Could you return the full listing below exactly as it appears?

Material supplied >>
________________________

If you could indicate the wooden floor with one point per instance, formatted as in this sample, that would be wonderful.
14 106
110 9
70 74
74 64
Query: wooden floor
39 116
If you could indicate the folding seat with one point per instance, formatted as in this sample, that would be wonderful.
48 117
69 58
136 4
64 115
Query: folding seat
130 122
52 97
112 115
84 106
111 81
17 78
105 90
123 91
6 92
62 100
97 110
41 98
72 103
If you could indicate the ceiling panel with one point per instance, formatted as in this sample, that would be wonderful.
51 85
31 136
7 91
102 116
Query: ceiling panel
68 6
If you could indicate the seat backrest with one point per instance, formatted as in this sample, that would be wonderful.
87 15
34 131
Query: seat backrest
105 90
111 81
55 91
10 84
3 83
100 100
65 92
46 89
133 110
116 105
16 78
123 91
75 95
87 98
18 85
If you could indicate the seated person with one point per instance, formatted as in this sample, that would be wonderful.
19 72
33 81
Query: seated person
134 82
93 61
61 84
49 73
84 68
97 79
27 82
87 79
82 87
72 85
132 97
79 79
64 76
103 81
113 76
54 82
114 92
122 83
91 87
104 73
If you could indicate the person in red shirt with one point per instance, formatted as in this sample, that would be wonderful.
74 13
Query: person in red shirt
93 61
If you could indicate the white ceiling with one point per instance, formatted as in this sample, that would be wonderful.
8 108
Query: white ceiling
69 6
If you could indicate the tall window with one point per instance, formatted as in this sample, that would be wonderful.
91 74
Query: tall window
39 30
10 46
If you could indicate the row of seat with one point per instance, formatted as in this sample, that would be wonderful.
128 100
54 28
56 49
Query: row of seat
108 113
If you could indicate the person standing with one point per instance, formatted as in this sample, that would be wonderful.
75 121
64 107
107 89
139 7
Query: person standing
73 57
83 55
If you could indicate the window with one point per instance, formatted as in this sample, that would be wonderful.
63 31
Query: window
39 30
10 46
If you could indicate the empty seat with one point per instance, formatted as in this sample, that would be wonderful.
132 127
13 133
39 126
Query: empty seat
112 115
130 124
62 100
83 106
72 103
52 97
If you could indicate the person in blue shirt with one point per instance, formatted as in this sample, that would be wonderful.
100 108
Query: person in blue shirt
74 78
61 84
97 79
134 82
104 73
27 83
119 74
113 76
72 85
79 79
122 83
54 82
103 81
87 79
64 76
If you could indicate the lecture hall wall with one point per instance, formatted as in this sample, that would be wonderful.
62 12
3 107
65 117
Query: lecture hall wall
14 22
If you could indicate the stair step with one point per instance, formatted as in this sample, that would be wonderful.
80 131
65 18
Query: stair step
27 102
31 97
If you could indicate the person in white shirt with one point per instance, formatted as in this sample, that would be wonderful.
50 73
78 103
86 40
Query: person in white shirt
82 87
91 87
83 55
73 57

________________________

Exercise answer >>
If you could indicate the wooden floor with one point per instance, formatted as in this sample, that would be wonderful.
14 106
110 9
70 74
74 64
Query: wooden floor
39 116
If you could indicate the folding seat with one point per instance, formatted as in this sample, that would be wonderful.
48 117
69 58
136 4
64 115
Query: folding seat
130 122
52 97
112 115
84 106
111 81
17 78
105 90
123 91
6 92
62 100
97 110
41 98
72 103
If you could indicate the ceiling panel with one point per instance, formatted as in this sample, that would be wonderful.
51 85
31 136
7 91
102 116
Query: ceiling panel
68 6
If you could indicate the seat backrest with one point per instance, formatted as in this sample, that would be wonderful.
87 15
34 131
Query: seat backrest
105 90
111 81
55 91
10 84
3 83
100 100
65 92
46 89
133 110
116 105
16 78
123 91
75 95
87 98
18 85
If you could indicate the seated person with one point per instance, formatted as in this sample, that would be wonderful.
19 72
33 81
Query: seated person
134 82
93 61
61 84
49 73
84 68
97 79
27 82
87 79
82 87
72 85
132 97
79 79
64 76
103 81
113 76
54 82
114 92
122 83
91 87
104 73
If you could indicate the person in red shirt with one point per instance, formatted as in this sample, that would be wonderful.
74 13
Query: person in red shirt
93 61
If you could indicate the white ceiling with one point per instance, formatted as in this sample, that would be wonderful.
8 108
Query: white ceiling
69 6
If you could indicate the tall window with one point per instance, formatted as in this sample, that would be wonderful.
91 74
Query: tall window
39 30
10 46
If you could indicate the row of seat with one point per instance, formatted as in this sample, that would be wonderful.
128 100
54 28
56 49
Query: row of seat
108 113
If you could indicate the person standing with one point per instance, formatted as in this sample, that would be wonderful.
75 121
64 107
107 89
139 7
Query: person standing
73 57
83 55
If you could indicate the window with one point per instance, formatted as in this sample, that would be wonderful.
63 31
Query: window
39 30
10 46
If you could indicate the empty seat with one point per instance, formatted as in this sample, that would be wonderful.
132 127
13 133
39 126
Query: empty seat
112 115
130 124
62 100
83 106
72 103
52 97
If you could indicate the person in blue shirt with one point per instance, formatted as in this sample, that would be wonderful.
100 108
Query: person in blue shirt
74 78
61 84
97 79
134 82
104 73
27 83
119 74
113 76
72 85
79 79
122 83
54 82
103 81
87 79
64 76
If you could indicate the lecture hall wall with one point per instance, formatted as in this sample, that would be wonderful.
62 12
3 107
65 117
Query: lecture hall wall
14 22
If you could indicate the stair step with one point per instance, formatted as in this sample, that would be wonderful.
80 131
65 18
Query: stair step
27 102
31 97
If you could indicate the person in white shirt with one point per instance, formatted as in this sample, that would be wonderful.
50 73
78 103
86 40
Query: person in white shirt
82 87
91 87
83 55
73 57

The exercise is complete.